(Stored data entries)

****

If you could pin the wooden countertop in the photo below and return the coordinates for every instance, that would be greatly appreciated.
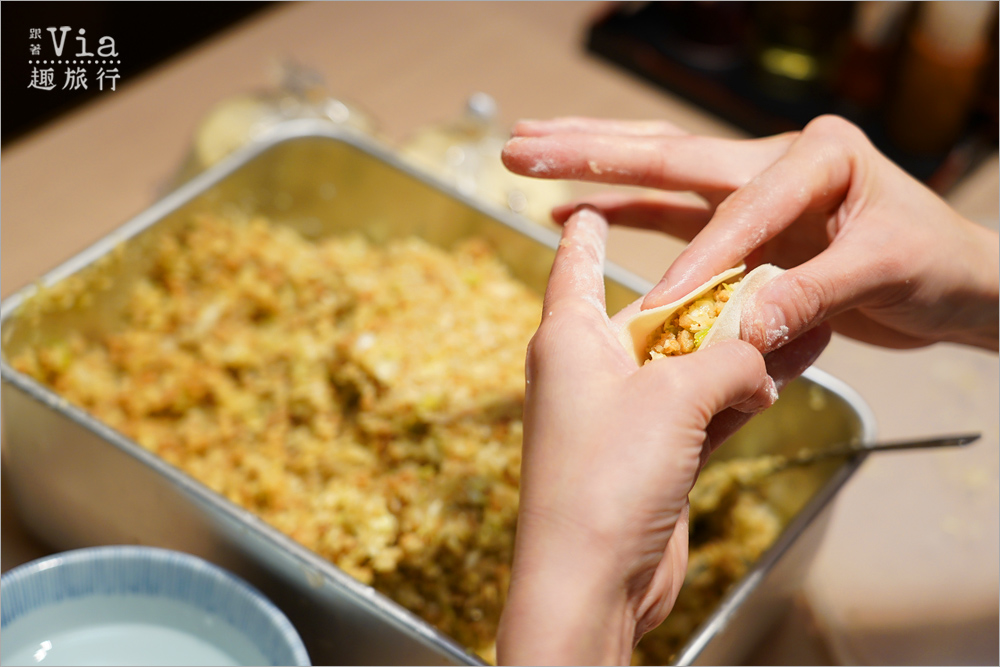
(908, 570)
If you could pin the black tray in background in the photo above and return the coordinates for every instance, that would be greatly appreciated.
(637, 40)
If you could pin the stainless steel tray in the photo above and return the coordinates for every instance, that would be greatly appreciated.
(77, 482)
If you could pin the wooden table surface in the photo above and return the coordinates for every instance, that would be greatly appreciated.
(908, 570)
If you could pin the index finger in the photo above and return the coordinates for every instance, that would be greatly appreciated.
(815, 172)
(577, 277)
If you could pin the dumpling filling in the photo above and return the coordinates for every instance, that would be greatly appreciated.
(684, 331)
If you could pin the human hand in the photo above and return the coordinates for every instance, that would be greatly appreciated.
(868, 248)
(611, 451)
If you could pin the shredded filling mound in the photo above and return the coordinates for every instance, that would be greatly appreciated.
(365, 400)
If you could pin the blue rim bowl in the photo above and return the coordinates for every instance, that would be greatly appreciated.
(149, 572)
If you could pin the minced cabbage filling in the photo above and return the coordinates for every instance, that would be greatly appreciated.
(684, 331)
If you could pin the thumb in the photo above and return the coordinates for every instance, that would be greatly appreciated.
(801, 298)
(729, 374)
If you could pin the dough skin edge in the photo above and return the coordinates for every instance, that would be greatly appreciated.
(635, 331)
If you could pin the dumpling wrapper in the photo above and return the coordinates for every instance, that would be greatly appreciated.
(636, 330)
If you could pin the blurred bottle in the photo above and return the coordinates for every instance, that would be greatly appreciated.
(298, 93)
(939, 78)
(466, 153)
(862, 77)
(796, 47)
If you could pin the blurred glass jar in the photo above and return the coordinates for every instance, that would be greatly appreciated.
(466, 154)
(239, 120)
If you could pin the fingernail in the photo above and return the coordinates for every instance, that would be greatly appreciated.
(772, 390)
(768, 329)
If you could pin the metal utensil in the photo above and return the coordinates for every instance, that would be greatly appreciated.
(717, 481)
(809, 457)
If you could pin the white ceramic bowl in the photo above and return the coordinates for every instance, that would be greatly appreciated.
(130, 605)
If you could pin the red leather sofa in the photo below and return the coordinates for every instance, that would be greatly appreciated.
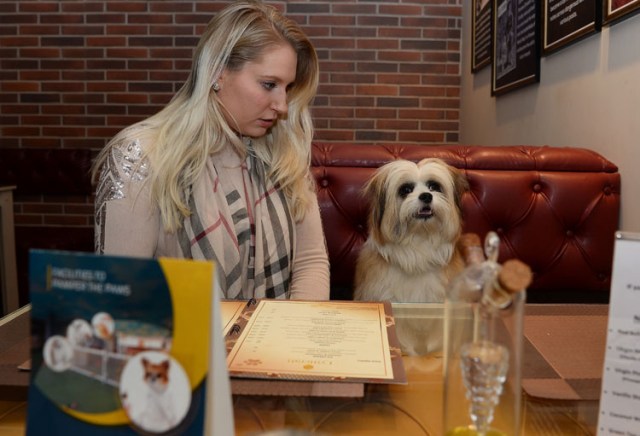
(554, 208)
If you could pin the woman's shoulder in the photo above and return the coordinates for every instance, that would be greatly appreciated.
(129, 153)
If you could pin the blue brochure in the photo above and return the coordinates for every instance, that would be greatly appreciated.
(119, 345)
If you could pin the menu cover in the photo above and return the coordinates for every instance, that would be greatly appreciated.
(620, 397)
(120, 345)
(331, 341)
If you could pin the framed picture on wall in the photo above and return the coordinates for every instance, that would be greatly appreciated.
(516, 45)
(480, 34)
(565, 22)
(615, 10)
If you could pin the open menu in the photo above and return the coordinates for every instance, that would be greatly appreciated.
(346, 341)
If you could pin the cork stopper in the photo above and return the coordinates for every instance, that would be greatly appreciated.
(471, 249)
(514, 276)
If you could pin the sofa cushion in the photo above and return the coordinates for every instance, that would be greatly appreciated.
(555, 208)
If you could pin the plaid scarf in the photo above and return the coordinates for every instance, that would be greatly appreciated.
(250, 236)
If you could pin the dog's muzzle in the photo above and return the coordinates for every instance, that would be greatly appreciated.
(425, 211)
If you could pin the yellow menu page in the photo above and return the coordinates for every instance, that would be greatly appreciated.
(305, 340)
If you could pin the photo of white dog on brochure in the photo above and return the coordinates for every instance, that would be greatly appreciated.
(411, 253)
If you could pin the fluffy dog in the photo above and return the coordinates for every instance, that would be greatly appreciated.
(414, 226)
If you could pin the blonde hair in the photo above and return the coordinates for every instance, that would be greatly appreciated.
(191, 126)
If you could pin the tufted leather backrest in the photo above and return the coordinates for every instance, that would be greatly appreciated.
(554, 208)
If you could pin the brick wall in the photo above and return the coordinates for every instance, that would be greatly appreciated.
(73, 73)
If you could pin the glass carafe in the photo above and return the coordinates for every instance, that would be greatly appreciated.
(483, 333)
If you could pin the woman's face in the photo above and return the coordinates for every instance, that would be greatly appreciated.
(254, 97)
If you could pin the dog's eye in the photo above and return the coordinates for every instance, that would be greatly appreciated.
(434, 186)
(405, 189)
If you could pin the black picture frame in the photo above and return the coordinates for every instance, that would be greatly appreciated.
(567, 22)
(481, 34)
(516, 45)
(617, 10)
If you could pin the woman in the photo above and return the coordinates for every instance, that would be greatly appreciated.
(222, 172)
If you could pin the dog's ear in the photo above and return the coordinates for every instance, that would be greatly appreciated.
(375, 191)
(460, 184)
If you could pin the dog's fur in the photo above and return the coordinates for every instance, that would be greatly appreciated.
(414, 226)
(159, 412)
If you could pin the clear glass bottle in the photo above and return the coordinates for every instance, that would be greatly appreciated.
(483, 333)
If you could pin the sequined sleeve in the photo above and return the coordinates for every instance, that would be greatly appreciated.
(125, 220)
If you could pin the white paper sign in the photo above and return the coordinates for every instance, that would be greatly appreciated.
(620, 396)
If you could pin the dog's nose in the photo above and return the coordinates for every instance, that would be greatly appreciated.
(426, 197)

****

• _WORK REQUEST_
Write out every record above exactly, leaving no picture in the result.

• _YOUR SOLUTION_
If you could pin the wooden countertop in the photo below and return the coordinates for every instance, that would be greatly appreciated.
(908, 570)
If you could pin the black tray in background in the photo above and return the coordinates for every instance, that would be greatly appreciated.
(637, 40)
If you could pin the stainless steel tray in the photo above and return the coordinates for every instance, that would be greatly appreciated.
(77, 482)
If you could pin the wooden table surface in the photo above and return the coordinates for every instance, that would be greatly appreciated.
(908, 570)
If you could pin the index finger in the photo above and return the coordinates for every instance, that would be greatly appreciated.
(815, 172)
(577, 277)
If you could pin the dumpling filling in the photo above and return the coordinates for every instance, that would be greatly appreciated.
(684, 331)
If you could pin the human hand in the photo above and return the coordinates for every instance, that would be greatly appreciated.
(868, 248)
(611, 451)
If you could pin the shredded filling mound in the photo above and return the coordinates for every instance, that would be greatly appreciated.
(365, 400)
If you could pin the blue rim bowl in the photo above and return the coordinates for every instance, that would be greatly appreciated.
(149, 572)
If you could pin the minced cabbage filling in the photo above and return the coordinates for every instance, that would be greatly appreciated.
(684, 331)
If you could pin the thumb in the photo above and return the coordinates for every instance, that would be greatly appreciated.
(801, 298)
(729, 374)
If you could pin the dough skin edge in the photo above and return the coordinates for every instance, that would be greatly appreciated.
(635, 331)
If you could pin the dumpling wrapper in the photo above and return the coordinates for every instance, that would be greatly appreciated.
(636, 330)
If you could pin the blurred bottle in the photo above and return the coordinates for every instance, that would be greatly appreciated.
(298, 93)
(939, 78)
(466, 153)
(862, 77)
(796, 47)
If you could pin the blurred glass jar in the photo above and return the coordinates for every instance, that would be greatly appreciated.
(466, 154)
(239, 120)
If you could pin the fingernail in the photo above and return the coordinates for every instance, that would be greatly appreciated.
(772, 390)
(768, 329)
If you could pin the metal utensil in the photo above and return the coordinates for every instance, that would be greatly appreciated.
(717, 481)
(809, 457)
If you could pin the white ceramic bowl in the photo above and return the coordinates for every instance, that would be greatly appreciated.
(130, 605)
If you could pin the red leather sofa in the photo below and return the coordinates for every instance, that would be greatly appreciated.
(554, 208)
If you could pin the woman's shoulder in the photo above and return the coordinates for every instance, that would be greatly appreciated.
(129, 153)
If you could pin the blue brochure in the photo above and return the coordinates for every instance, that would be greatly appreciated.
(119, 345)
If you could pin the menu cover in the photo above and return the coordinates for every instance, that would be greatly appreciated.
(620, 397)
(120, 345)
(331, 341)
If you could pin the framed picture on wall in the photo above and return the coordinates for every instance, that would be greatly appreciated.
(516, 45)
(480, 34)
(565, 22)
(615, 10)
If you could pin the open menu in the photo above and return the coordinates for every instance, that would be greatly appreciated.
(346, 341)
If you could pin the cork stopper in the photo above and return the coordinates for every instance, that would be greatly appreciated.
(471, 249)
(514, 276)
If you could pin the sofa cushion in the photo above and return the coordinates for every instance, that would be greatly appreciated.
(555, 208)
If you could pin the plaid scarf in the photo above and return the coordinates for every instance, that would be greatly appreciated.
(250, 236)
If you could pin the dog's muzzle in the photo above and return the coordinates for every instance, that would be greatly appreciated.
(425, 211)
If you could pin the yellow menu page in the photo above and return the coordinates for every instance, that would be greatly appreciated.
(305, 340)
If you could pin the photo of white dog on brochure in the photo above and return the coordinates for every instance, that would be greatly appreciated.
(411, 253)
If you could pin the fluffy dog in the photo above and return the coordinates for every instance, that would be greatly appreciated.
(414, 226)
If you could pin the blonde hair in the photo above and return the coordinates for every instance, that would be greatly appreciated.
(191, 126)
If you could pin the tufted leather backrest in the photo above and return the coordinates for every instance, that would be greatly appreciated.
(554, 208)
If you could pin the brick wall in the photo above and return the coordinates for every instance, that would be greatly appreciated.
(73, 73)
If you could pin the glass carafe in the photo above and return the coordinates for every instance, that would be greatly appreciated.
(483, 333)
If you could pin the woman's face in the photo above and return the coordinates for every instance, that would be greatly appreciated.
(254, 97)
If you could pin the dog's eye in the photo above and return the coordinates for every instance, that would be greatly appreciated.
(434, 186)
(405, 189)
If you could pin the black picture frame in the photo above and return the coordinates for every instance, that would be greatly appreciated.
(567, 22)
(481, 34)
(516, 45)
(617, 10)
If you could pin the woman in the photo above and return the coordinates for every instance, that would be greatly appreciated.
(222, 172)
If you could pin the dog's ear in the photo above and return the coordinates for every instance, that would be greatly appreciated.
(375, 191)
(460, 184)
If you could pin the dog's fur in the photo above and return the coordinates for every instance, that would be greatly appreciated.
(414, 226)
(159, 412)
If you could pin the clear glass bottle in the photo above and return the coordinates for every instance, that would be greatly appreciated.
(483, 333)
If you could pin the sequined sleeve in the photo above and return the coordinates for every instance, that would be greatly appreciated.
(125, 220)
If you could pin the white paper sign in the photo above and return the coordinates for every instance, that would be greatly appreciated.
(620, 396)
If you could pin the dog's nose in the photo above and return the coordinates for every instance, that would be greatly appreciated.
(426, 197)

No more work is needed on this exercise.